[Point-per-instance localization data]
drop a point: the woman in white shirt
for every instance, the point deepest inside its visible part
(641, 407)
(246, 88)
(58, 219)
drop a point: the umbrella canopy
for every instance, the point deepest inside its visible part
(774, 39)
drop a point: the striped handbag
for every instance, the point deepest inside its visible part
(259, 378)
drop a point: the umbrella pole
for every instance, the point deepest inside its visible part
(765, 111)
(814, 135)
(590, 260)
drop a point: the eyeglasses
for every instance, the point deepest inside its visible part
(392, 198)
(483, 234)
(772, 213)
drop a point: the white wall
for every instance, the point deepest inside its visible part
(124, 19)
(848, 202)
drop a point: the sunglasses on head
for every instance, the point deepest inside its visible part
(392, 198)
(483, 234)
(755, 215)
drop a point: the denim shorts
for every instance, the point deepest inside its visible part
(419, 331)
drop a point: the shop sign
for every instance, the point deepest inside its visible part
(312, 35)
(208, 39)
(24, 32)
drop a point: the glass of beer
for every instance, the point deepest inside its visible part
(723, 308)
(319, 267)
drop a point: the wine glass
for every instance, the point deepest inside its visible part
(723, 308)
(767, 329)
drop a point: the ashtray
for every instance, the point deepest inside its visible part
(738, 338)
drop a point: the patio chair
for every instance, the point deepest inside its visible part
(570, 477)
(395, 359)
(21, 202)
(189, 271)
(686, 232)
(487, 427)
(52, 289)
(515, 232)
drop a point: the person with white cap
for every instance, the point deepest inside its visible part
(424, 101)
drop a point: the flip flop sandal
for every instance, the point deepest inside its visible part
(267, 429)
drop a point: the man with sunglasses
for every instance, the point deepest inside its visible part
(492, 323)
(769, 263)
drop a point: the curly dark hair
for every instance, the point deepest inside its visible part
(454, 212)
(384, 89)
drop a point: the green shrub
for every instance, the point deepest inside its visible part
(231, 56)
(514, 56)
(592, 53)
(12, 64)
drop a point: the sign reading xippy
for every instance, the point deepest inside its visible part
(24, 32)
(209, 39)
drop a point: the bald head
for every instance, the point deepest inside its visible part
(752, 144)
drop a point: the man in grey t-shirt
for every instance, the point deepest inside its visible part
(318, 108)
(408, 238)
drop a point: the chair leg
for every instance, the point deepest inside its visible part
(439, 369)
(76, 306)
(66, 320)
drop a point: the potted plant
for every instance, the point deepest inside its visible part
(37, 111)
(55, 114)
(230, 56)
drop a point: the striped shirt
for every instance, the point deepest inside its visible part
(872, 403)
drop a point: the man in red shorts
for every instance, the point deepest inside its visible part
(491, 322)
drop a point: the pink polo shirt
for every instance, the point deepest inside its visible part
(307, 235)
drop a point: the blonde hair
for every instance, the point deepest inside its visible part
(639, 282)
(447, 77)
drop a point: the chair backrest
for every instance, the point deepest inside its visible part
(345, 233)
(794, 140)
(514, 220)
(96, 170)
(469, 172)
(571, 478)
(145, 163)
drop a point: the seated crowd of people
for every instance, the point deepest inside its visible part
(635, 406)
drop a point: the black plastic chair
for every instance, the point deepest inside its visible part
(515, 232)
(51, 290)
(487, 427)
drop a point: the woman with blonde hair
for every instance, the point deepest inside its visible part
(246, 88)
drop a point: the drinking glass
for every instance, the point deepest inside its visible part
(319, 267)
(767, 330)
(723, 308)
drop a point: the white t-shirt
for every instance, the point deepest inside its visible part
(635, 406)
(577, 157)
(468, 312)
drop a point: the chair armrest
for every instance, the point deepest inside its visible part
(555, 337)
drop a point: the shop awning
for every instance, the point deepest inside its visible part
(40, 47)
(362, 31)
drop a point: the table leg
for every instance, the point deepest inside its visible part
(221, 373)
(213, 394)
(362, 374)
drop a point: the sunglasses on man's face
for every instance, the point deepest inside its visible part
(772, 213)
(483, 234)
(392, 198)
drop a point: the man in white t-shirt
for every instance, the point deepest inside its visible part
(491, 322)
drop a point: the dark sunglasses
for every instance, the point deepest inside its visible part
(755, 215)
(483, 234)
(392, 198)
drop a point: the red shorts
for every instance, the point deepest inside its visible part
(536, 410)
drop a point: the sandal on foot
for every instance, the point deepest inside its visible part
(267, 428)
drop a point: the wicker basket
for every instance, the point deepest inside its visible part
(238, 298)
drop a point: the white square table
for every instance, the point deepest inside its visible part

What you are asked to do: Would you mind giving all the records again exactly?

Solution for this problem:
drop a point: the woman in white shirt
for every instance, the point deepest inside its visible part
(641, 407)
(246, 88)
(58, 219)
drop a point: the umbrella canopy
for every instance, the point deepest inside its visible part
(774, 39)
drop a point: the striped handbag
for every instance, the point deepest inside its visible part
(259, 378)
drop a point: the umbrella pole
for every instance, the point deepest inside its visible part
(765, 111)
(814, 135)
(590, 260)
drop a point: the eyeglasses
for every instance, the point deepest inside its visible part
(392, 198)
(483, 234)
(772, 213)
drop a point: the white wall
for every instance, the point deepest inside its visible part
(124, 19)
(848, 202)
drop a point: the sunglasses on head
for every instance, the point deepest inside its visible part
(392, 198)
(483, 234)
(755, 215)
drop a point: the denim shorts
for every instance, the point deepest inside its visible part
(419, 331)
drop a point: the shop sign
for every instance, the point deepest inside its visible part
(312, 35)
(208, 39)
(24, 32)
drop a point: the glass of beer
for every instance, the point deepest inside its visible part
(723, 308)
(319, 267)
drop a point: the wine glass
for every instance, the point deepest inside its visible part
(723, 308)
(767, 329)
drop a point: the ashtray
for every instance, the point deepest inside its visible part
(738, 338)
drop a point: the patio chair
for every instance, the point deepest inside its visible part
(570, 477)
(395, 359)
(21, 202)
(189, 271)
(686, 232)
(487, 427)
(52, 289)
(515, 232)
drop a point: the person with white cap
for every instance, the point deepest inside its visible part
(424, 101)
drop a point: the flip flop sandal
for every instance, the point deepest inside its visible part
(267, 429)
drop a point: the man with sunglasses
for every instance, the point deepest inside its visible part
(492, 323)
(769, 263)
drop a point: the curly dark hair
for every instance, the point deepest inside its visible part
(454, 212)
(384, 89)
drop a point: the green shrub
for every instance, the point deepest inside its visible part
(231, 56)
(514, 56)
(592, 53)
(12, 64)
drop a point: the sign reading xippy
for every instance, the point deepest inside its visible part
(24, 32)
(209, 39)
drop a point: the bald head
for every instance, the point deepest inside its visible part
(752, 144)
drop a point: the man in grey t-shirt
for every instance, the point deepest inside its visible part
(318, 108)
(408, 238)
drop a point: the chair leg
for every instance, the point deepest inside its visible part
(439, 369)
(76, 306)
(66, 320)
drop a point: the potted plant
for every instance, the point deepest inside its visible part
(37, 111)
(55, 114)
(230, 56)
drop a point: the striped shirt
for every instance, the point deepest inside its visible part
(872, 403)
drop a point: the man in red shorts
for every instance, the point deepest inside its visible part
(491, 322)
drop a point: the pink polo shirt
for every instance, the point deepest inside its visible part
(307, 235)
drop a point: the blonde hair
for every instance, the point deepest inside its visible part
(639, 282)
(447, 77)
drop a point: the chair backrest
for every instance, the point deepest inside its visible part
(345, 233)
(794, 140)
(514, 220)
(96, 170)
(469, 172)
(571, 478)
(145, 163)
drop a point: the seated crowd of people
for every instance, the point deepest inside its visible part
(635, 406)
drop a point: the black plastic chair
for every instance, the point deepest inside its visible part
(515, 232)
(51, 290)
(487, 427)
drop a point: the woman with blonde hair
for every instance, the point deepest inside its visible part
(246, 88)
drop a point: the drinking glass
for every instance, the point deepest inside its visible part
(319, 267)
(767, 330)
(723, 308)
drop a point: the white t-shirt
for every instance, the point deepest inside its visible part
(635, 406)
(577, 157)
(468, 312)
drop a point: the chair armrest
for every instance, the point deepest inside its visible part
(555, 337)
drop a point: the shop awning
for every instance, the point deepest inside its visible part
(40, 47)
(362, 31)
drop a point: the table leg
for every instance, the point deepest inside its visible part
(221, 373)
(213, 394)
(362, 374)
drop a point: the sunglasses on man's face
for every instance, the point deepest inside its visible part
(772, 213)
(483, 234)
(392, 198)
drop a point: the man in white t-shirt
for every instance, the point deepest inside its visible part
(491, 322)
drop a point: the dark sunglasses
for every instance, the point deepest inside its visible part
(755, 215)
(483, 234)
(392, 198)
drop a point: the red shorts
for every instance, the point deepest inside its visible part
(536, 410)
drop a point: the sandal on foot
for every instance, the point deepest inside its visible part
(267, 428)
drop a point: the wicker basket
for every instance, the point deepest inside its visible part
(238, 298)
drop a point: the white square table
for every instance, the point deepest inside its visible part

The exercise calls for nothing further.